- **Text extract**:
--*--
July 19, 2008 (the date of publication in Russian)

Anatoly Grigorenko

THE SUPREME RADA'S SOB STORY

The Ukrainian establishment is growing into a role of a disabled

A MAD TEA PARTY IN MARCH HARE'S HOUSE

The independent Ukraine displays a phenomenon, hardly understandable for the Western European tradition: the more democracy it acquires, the weaker is the legal order. The situation of last summer, when President Victor Yushchenko's attempt to dissolve the parliament resulted in a complete paralysis of all the institutions, including the Supreme Court, the Central Election Committee and the Army Staff, was supposed to teach a good lesson. The compromise of the Party of Regions that voluntarily agreed for snap elections of the Supreme Rada, was supposed to return the situation into the legal framework. However, the same pattern was reproduced in the country a year later.

Unlike the episode last year's situation, the present crisis emerged developed without any intervention from outside. The political balance went topsy-turvy when two MPs, Igor Rybakov and Yury But, decided to withdraw from the feeble democratic coalition which lost the majority, while the opposition acquired the opportunity to sabotage the government. This opportunity was used at once, as the Party of Regions could not forgive the humiliation of its chair, Victor Yanukovich, in last September when the unexpectedly weak performance of his party in the snap elections he was supposed to repeatedly win, forced him to concede the post of Prime Minister to Yulia Timoshenko. The rest was predictable: the attempt to raise the issue of non-confidence to the government was followed with a "siege" of the tribune by Mrs. Timoshenko's faction, and an efficient collapse of the legislative process.

What was happening during the next six weeks in the Rada, was compared by observers to "Santa Barbara" soap opera. However, the TV serial at least followed certain logic of composition. Meanwhile, the events in the Supreme Rada exceeded not only expediency but common reason. One could hardly recall a single example from the history of European parliamentary tradition in which the Prime Minister's party voluntarily ceases the legislative process for a month; when the parliament's speaker opens the assembly to close it two minutes; when an hour afterwards, the leaders of factions, convened by the same speaker, return to the same hall and recite their accounts, addressing empty chairs. The last scene resembles not "Santa Barbara" movie but rather the mad tea party in March Hare's house in "Alice in Wonderland".
--*--
- **Dataset**:
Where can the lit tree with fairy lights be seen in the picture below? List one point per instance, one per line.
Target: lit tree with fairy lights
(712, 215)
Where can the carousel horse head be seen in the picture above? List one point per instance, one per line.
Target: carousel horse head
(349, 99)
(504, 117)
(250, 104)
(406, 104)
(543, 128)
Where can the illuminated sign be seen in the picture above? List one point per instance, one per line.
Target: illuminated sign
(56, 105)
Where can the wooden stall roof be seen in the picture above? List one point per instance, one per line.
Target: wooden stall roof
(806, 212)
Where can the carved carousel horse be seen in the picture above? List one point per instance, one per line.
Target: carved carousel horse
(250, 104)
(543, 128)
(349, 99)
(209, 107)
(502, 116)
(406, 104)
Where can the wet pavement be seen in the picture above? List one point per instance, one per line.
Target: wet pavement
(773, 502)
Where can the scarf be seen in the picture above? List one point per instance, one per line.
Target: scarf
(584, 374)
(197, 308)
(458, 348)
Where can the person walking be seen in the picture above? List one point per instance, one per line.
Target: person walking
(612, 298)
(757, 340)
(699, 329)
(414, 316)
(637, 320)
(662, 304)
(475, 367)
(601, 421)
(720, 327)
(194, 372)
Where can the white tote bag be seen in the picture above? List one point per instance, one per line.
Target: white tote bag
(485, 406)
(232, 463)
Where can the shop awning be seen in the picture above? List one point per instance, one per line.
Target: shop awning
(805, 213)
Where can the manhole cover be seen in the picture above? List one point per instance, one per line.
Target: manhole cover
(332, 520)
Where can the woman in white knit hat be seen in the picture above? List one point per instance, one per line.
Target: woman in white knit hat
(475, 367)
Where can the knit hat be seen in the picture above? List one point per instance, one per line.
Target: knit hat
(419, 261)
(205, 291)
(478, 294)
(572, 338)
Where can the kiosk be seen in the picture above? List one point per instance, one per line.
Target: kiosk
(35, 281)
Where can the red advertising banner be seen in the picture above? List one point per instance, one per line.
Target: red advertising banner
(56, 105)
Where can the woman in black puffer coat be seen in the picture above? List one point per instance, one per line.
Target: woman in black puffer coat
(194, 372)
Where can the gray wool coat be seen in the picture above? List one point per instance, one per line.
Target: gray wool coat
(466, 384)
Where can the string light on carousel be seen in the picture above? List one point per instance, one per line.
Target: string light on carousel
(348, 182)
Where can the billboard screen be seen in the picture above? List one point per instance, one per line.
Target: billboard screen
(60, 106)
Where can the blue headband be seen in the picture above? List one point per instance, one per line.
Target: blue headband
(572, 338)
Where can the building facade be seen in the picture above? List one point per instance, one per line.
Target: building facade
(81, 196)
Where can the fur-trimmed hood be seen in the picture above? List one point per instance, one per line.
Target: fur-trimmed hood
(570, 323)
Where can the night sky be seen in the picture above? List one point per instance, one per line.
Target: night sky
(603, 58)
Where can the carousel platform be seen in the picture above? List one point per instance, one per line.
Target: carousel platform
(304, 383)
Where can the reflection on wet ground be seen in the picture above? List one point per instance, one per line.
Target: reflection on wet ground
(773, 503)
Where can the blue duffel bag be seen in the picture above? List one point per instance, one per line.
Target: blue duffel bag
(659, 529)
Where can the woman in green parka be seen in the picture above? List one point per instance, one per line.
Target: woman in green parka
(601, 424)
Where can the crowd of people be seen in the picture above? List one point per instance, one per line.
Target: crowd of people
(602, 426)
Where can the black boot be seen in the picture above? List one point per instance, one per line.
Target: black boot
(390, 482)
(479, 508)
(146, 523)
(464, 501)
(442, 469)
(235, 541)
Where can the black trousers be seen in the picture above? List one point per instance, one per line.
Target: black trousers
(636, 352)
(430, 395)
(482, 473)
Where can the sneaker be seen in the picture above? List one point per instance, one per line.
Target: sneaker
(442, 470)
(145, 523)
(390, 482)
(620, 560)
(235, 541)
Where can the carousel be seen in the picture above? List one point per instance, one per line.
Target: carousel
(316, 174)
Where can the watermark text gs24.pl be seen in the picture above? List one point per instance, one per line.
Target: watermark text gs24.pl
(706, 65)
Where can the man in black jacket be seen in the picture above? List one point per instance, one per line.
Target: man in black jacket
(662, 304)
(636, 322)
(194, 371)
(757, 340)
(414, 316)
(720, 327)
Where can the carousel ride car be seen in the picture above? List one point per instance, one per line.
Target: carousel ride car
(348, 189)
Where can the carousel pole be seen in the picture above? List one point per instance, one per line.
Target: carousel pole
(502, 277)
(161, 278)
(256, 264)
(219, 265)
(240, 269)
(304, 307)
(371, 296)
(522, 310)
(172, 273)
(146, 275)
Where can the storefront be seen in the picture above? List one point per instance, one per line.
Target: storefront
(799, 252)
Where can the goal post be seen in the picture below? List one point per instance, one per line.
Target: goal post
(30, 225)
--*--
- **Problem details**: Please list every politician named in the Supreme Rada article, along with the position or role it gives each one.

- **Written answer**:
- Victor Yushchenko: President, whose attempt to dissolve the parliament paralyzed the institutions
- Igor Rybakov: MP who withdrew from the democratic coalition
- Yury But: MP who withdrew from the democratic coalition
- Victor Yanukovich: chair of the Party of Regions
- Yulia Timoshenko: Prime Minister, whose faction laid "siege" to the tribune